● TASK TO COMPLETE
Reproduce the listing verbatim.
— start —
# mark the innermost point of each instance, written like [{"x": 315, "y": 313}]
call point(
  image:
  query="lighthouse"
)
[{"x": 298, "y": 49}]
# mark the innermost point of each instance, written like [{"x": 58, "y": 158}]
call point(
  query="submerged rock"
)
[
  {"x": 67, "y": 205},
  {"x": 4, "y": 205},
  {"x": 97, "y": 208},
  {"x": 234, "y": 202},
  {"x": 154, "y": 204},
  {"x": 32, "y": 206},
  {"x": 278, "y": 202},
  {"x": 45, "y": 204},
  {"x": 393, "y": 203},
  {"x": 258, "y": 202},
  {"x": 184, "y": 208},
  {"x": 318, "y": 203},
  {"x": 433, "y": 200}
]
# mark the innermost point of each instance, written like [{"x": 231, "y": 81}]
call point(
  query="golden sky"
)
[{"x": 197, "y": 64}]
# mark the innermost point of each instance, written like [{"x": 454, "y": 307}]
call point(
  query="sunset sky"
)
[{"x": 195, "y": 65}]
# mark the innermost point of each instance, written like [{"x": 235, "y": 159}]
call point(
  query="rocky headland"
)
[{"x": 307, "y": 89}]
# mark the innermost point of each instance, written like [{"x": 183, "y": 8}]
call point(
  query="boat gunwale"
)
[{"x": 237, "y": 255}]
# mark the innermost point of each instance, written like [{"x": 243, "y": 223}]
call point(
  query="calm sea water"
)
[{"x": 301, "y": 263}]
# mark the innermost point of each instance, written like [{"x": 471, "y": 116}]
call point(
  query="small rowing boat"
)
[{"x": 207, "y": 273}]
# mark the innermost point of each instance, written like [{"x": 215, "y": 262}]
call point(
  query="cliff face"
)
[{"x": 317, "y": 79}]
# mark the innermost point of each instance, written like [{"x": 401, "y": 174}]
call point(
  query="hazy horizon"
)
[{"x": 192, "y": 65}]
— end —
● WRITTEN RESPONSE
# mark the innermost point of each instance, written like [{"x": 315, "y": 313}]
call point(
  image:
  query="lighthouse"
)
[{"x": 298, "y": 49}]
# mark the innermost point of each instance, written like [{"x": 58, "y": 158}]
call point(
  query="submerged rock"
)
[
  {"x": 67, "y": 205},
  {"x": 4, "y": 205},
  {"x": 97, "y": 208},
  {"x": 234, "y": 202},
  {"x": 154, "y": 204},
  {"x": 32, "y": 206},
  {"x": 278, "y": 202},
  {"x": 45, "y": 204},
  {"x": 393, "y": 203},
  {"x": 258, "y": 202},
  {"x": 184, "y": 208},
  {"x": 318, "y": 203},
  {"x": 433, "y": 200}
]
# mark the innermost point of each instance, written like [{"x": 231, "y": 81}]
call point(
  query="golden sky"
)
[{"x": 197, "y": 64}]
# mark the innermost point of each instance, written like [{"x": 454, "y": 307}]
call point(
  query="sunset sky"
)
[{"x": 195, "y": 65}]
# mark the innermost point of each instance, written like [{"x": 235, "y": 159}]
call point(
  query="rocky headland"
)
[{"x": 307, "y": 89}]
# mark the innermost point of each instance, written like [{"x": 183, "y": 8}]
call point(
  query="boat gunwale"
)
[{"x": 237, "y": 255}]
# mark the innermost point of each instance, written like [{"x": 243, "y": 223}]
call point(
  query="calm sea water"
)
[{"x": 301, "y": 263}]
# mark the innermost point of each instance, written like [{"x": 471, "y": 116}]
call point(
  query="small rowing boat"
)
[{"x": 207, "y": 273}]
# mark the innermost point of each instance, written like [{"x": 215, "y": 262}]
call point(
  query="cliff face"
)
[{"x": 317, "y": 79}]
# mark the innermost point of each instance, written like [{"x": 401, "y": 174}]
call point(
  query="hazy horizon"
)
[{"x": 192, "y": 65}]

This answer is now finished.